Exercise materials -
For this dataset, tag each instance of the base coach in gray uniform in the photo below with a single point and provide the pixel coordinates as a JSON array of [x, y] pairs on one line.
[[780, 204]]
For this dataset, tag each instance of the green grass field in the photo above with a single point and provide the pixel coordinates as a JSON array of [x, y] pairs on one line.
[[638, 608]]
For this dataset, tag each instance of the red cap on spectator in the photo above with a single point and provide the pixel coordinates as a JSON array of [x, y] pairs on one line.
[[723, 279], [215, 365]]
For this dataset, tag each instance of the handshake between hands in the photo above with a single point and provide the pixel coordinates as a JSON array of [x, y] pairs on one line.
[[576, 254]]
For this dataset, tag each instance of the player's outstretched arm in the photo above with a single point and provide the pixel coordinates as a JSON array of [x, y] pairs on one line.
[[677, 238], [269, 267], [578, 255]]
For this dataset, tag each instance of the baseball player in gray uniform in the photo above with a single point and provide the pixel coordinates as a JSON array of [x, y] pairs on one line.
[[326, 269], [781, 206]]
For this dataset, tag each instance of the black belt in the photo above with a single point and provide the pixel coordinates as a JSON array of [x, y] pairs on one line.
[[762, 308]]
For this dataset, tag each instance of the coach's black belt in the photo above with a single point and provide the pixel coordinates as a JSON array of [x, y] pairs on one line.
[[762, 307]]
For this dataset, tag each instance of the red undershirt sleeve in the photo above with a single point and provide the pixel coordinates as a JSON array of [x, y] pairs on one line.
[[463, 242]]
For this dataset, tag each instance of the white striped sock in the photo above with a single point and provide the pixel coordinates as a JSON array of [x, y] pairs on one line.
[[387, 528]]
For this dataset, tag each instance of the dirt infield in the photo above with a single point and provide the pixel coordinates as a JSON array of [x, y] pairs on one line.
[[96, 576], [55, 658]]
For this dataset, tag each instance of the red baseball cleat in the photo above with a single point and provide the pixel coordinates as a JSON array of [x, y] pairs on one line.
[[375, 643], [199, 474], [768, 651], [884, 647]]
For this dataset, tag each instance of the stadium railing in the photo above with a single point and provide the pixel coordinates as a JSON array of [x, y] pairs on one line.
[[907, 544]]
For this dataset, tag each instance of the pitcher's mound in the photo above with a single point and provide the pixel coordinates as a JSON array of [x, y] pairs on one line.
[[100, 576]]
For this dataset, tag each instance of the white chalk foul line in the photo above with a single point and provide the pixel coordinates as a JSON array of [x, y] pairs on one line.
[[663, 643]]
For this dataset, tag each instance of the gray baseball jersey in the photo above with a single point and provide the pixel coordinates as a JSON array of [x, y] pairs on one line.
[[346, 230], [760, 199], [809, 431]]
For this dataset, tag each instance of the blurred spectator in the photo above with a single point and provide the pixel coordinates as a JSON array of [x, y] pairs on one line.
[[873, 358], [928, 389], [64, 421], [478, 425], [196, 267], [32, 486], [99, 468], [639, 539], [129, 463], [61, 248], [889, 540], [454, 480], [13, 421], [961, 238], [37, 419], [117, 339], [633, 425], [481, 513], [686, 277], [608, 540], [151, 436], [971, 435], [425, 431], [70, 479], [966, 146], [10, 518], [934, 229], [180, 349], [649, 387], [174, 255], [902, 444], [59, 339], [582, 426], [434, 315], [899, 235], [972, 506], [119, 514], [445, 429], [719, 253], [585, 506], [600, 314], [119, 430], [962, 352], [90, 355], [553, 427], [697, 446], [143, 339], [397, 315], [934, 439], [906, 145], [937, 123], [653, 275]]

What needs to be done - Quote every one of the rows above word for word.

Exercise output -
For this dataset, tag each instance of the base coach in gray uniform in the photo below with a single point and provide the pixel coordinates as a JSON array of [x, y] pairs on one line.
[[780, 204]]
For this dataset, tag each instance of the green grass field in the photo above with a single point and provide the pixel coordinates as a JSON array of [x, y] pairs on one line.
[[638, 608]]
For this dataset, tag each instance of the red cap on spectator in the photo above with a single point and provide the pixel coordinates as a JSON array of [x, y] pairs on one line.
[[723, 279], [215, 365]]
For this dataset, tag each instance of the handshake between hands in the photo above with a single point and provide the pixel coordinates as a JSON array of [x, y] pairs on one line.
[[576, 254]]
For this dataset, tag each instance of the player's outstretched arm in the photo above with a single point and provide the pixel coordinates as a JSON array of [x, y] pairs on one line.
[[677, 238], [269, 267], [578, 255]]
For this dataset, tag each instance of the baseball player in gray uniform in the photo above with a single point and provide the pixel coordinates as a JSON array of [x, y] pairs on one line.
[[326, 269], [781, 206]]
For this dataset, tag each instance of the black belt in the photo above with a single point and provide the pixel coordinates as a JSON array of [x, y] pairs on one line.
[[762, 308]]
For this dataset, tag each instance of the coach's black belt in the photo above with a single point and provide the pixel coordinates as a JSON array of [x, y] pairs on one line.
[[762, 307]]
For this dataset, tag each instance of the red undershirt sleeve in the photo above with a single point and provide the pixel coordinates as a JSON array of [x, y] pairs on one line.
[[463, 242]]
For this dataset, tag each instance of the white striped sock in the photo above with a single point and provide the pixel coordinates as a JSON array of [x, y] pairs on one line.
[[387, 528]]
For this dataset, tag each instance of the dirt infield in the photo above with a single point and provide the pixel coordinates as a JSON array of [x, y] pairs on one line.
[[96, 576], [55, 658]]
For this dataset, tag each instance of the red baseball cleat in the photo above with a single point and provide the pixel coordinates as a JSON array of [x, y] pairs on one line.
[[375, 643], [199, 474], [768, 651], [884, 647]]
For this dataset, tag each instance of the stadium railing in the photo above with a single point and provide the pixel coordinates as a JSON array of [x, y] pairs on one line.
[[907, 544]]
For this dataset, tag each instance of the pitcher's mound in the photo above with a single point and provide the pixel coordinates as a JSON array of [x, y] pairs on one line.
[[100, 576]]
For this dataset, tag each instance of the white chalk foul line in the photo above with a single point and provide the pixel coordinates as a JSON array of [x, y] pairs on one line.
[[663, 643]]
For this dataset, tag each instance of the gray baseball jersey in the photo above with a single point and provide the pixel coordinates as a JSON array of [x, y] pairs on one line.
[[346, 230], [760, 199], [809, 431]]
For this dataset, tag each instance of the blurred spectator in the photo above with a single point and provide the pixel coordinates as a JSON array of [x, y] pairs on one line.
[[873, 358], [928, 389], [64, 421], [478, 425], [196, 267], [32, 486], [99, 468], [639, 539], [129, 463], [61, 248], [889, 540], [454, 480], [13, 421], [961, 238], [37, 419], [117, 339], [633, 425], [481, 513], [686, 277], [608, 540], [151, 436], [971, 435], [425, 431], [70, 479], [966, 146], [10, 518], [934, 229], [180, 349], [649, 387], [174, 255], [902, 444], [59, 339], [582, 426], [434, 315], [899, 235], [972, 506], [119, 514], [445, 429], [719, 253], [585, 506], [600, 314], [119, 430], [962, 352], [90, 355], [553, 427], [697, 446], [143, 339], [397, 315], [934, 439], [906, 145], [937, 123], [653, 275]]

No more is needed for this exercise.